### Document text
++++++++++++++++++++

RLWP Posted September 28, 2007 Report Share Posted September 28, 2007 So when an engine is bored out (+40) the air and size of piston is slightly increased, the compression ratio is slightly reduced (if head not skimmed) I don't think that is right. The bore is bigger, so there is more air in the cylinder with the piston at the bottom of the stroke. At the top of the stroke, the increased bore is now full of piston, so the increase in bore diameter makes very little difference. The combustion chamber hasn't changed size, so when the piston is at the top of the stroke, more air is squashed into what was the same space. Consequently, the compression ratio is actually raised. Richard Link to comment Share on other sites More sharing options...

++++++++++++++++++++

### Dataset extract
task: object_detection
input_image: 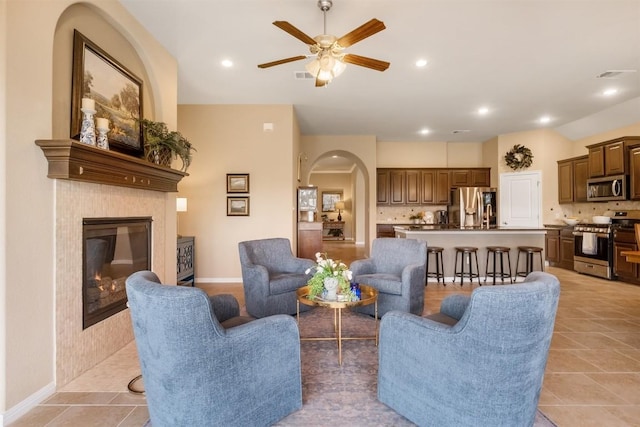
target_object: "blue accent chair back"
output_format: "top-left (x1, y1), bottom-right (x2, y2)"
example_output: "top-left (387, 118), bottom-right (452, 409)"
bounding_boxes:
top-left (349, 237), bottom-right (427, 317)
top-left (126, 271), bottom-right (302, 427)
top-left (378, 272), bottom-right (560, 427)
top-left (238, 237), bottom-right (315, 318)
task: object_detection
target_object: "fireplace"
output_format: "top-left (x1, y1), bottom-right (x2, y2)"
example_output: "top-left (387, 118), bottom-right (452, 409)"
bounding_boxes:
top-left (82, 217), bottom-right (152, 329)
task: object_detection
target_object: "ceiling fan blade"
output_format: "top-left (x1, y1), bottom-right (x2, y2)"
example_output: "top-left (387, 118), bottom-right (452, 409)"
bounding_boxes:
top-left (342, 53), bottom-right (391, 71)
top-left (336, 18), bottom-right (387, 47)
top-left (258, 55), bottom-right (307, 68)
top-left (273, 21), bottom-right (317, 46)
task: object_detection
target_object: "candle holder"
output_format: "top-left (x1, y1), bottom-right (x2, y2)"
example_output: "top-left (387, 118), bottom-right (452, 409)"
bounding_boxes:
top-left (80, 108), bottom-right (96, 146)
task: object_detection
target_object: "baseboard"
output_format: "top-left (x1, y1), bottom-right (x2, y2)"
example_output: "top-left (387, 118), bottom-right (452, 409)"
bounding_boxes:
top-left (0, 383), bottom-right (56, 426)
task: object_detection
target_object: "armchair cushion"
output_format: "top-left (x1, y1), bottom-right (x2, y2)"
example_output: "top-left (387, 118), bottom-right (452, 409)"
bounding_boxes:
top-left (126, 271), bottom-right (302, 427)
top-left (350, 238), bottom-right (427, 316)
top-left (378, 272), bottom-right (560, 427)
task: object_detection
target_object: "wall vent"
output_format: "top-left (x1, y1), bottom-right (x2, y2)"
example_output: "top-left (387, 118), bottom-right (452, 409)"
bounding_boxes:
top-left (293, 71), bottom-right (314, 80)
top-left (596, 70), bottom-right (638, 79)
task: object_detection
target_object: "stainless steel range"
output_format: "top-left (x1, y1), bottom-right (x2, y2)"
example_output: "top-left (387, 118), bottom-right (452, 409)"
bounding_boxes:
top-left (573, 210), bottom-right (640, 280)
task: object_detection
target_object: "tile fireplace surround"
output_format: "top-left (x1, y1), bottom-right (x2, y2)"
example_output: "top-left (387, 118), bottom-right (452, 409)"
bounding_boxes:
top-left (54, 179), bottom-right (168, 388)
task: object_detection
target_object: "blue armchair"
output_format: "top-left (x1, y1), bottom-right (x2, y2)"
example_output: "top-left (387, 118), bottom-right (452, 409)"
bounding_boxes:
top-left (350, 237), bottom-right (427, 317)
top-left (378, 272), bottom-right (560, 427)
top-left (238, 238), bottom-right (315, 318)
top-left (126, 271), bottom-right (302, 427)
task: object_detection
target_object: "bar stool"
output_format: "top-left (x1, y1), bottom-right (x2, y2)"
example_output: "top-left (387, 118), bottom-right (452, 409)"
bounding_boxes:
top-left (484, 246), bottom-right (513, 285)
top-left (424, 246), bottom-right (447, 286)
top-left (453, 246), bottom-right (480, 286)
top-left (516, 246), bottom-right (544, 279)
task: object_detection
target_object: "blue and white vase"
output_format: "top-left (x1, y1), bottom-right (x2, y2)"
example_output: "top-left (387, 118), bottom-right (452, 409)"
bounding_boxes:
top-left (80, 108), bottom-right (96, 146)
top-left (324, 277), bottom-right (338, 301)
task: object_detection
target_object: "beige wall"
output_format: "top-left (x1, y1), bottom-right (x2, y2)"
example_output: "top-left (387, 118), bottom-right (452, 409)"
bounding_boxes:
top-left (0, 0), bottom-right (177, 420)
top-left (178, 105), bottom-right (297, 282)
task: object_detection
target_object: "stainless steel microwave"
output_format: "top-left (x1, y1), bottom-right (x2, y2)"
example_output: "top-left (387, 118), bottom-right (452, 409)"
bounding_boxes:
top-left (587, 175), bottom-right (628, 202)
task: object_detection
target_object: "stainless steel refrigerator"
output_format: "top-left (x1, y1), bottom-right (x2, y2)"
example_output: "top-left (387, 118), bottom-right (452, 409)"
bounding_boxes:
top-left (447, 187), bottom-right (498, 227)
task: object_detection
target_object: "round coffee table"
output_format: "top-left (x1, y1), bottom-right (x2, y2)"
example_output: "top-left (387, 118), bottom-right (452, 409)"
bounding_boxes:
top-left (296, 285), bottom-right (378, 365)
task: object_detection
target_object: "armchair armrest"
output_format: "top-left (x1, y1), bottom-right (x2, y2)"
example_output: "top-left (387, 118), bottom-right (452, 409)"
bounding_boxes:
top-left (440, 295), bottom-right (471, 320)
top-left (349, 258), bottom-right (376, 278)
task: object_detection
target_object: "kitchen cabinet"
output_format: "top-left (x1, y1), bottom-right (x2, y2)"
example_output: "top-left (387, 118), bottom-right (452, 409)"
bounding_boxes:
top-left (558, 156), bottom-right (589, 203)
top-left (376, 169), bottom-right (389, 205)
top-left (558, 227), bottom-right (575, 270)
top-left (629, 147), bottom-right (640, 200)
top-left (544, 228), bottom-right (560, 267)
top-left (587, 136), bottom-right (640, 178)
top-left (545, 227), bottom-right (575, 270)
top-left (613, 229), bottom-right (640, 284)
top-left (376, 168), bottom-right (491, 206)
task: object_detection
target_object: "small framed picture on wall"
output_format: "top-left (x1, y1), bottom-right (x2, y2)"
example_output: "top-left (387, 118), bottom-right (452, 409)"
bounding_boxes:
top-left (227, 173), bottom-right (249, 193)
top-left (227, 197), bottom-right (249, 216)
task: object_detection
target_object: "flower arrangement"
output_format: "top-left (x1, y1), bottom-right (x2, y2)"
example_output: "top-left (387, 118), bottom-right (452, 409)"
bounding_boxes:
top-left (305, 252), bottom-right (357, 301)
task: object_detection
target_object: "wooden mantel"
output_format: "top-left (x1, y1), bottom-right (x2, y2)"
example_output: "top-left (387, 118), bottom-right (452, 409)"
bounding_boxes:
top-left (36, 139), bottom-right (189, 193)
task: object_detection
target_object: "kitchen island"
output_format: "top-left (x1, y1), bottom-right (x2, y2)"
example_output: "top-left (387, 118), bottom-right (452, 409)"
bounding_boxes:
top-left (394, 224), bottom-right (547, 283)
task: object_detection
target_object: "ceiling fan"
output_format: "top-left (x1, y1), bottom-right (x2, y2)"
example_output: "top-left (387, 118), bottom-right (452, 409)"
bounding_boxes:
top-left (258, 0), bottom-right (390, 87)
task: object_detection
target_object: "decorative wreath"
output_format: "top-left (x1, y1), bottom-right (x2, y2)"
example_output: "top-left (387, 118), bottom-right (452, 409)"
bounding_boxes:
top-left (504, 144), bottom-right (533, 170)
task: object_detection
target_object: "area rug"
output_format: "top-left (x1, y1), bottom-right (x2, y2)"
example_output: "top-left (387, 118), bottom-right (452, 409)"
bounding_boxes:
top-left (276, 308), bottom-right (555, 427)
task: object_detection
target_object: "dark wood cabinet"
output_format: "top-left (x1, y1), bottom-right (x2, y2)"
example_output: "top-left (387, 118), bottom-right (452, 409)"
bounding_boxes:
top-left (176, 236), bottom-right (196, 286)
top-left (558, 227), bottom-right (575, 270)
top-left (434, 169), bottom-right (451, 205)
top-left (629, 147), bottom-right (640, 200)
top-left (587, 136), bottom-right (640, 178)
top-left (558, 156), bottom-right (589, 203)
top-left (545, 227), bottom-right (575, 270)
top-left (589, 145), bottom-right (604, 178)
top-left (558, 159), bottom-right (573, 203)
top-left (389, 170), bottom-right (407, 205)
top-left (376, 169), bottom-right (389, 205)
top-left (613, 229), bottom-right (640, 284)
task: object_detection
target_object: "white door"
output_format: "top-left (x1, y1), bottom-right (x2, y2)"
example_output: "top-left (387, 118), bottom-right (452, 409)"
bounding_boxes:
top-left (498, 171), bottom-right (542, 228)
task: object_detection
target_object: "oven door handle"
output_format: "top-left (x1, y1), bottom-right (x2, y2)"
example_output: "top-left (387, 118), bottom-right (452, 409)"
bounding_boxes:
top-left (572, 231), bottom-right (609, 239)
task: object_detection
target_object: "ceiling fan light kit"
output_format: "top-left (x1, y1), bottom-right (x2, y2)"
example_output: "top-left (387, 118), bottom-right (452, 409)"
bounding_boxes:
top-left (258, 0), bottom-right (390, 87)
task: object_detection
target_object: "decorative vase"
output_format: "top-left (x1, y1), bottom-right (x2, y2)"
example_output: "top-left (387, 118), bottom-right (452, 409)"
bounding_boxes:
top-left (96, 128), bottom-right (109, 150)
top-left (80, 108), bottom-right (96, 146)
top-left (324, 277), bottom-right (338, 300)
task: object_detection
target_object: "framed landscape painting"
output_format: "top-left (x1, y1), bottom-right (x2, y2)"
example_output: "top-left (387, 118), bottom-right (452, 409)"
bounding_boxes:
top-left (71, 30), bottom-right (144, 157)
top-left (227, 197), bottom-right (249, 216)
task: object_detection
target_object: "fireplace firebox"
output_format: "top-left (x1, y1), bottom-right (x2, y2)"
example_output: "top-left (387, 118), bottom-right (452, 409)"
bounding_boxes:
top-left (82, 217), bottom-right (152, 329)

++++++++++++++++++++

### Exercise 1
Which parts of an engine does the post on boring out an engine name?
### Exercise 2
Can you print the post on boring out an engine from "RLWP Posted September" to "More sharing options..."?
You won't need the listing here.

### Solution 1
Piston, head, cylinder, combustion chamber

### Solution 2
RLWP Posted September 28, 2007 Report Share Posted September 28, 2007 So when an engine is bored out (+40) the air and size of piston is slightly increased, the compression ratio is slightly reduced (if head not skimmed) I don't think that is right. The bore is bigger, so there is more air in the cylinder with the piston at the bottom of the stroke. At the top of the stroke, the increased bore is now full of piston, so the increase in bore diameter makes very little difference. The combustion chamber hasn't changed size, so when the piston is at the top of the stroke, more air is squashed into what was the same space. Consequently, the compression ratio is actually raised. Richard Link to comment Share on other sites More sharing options...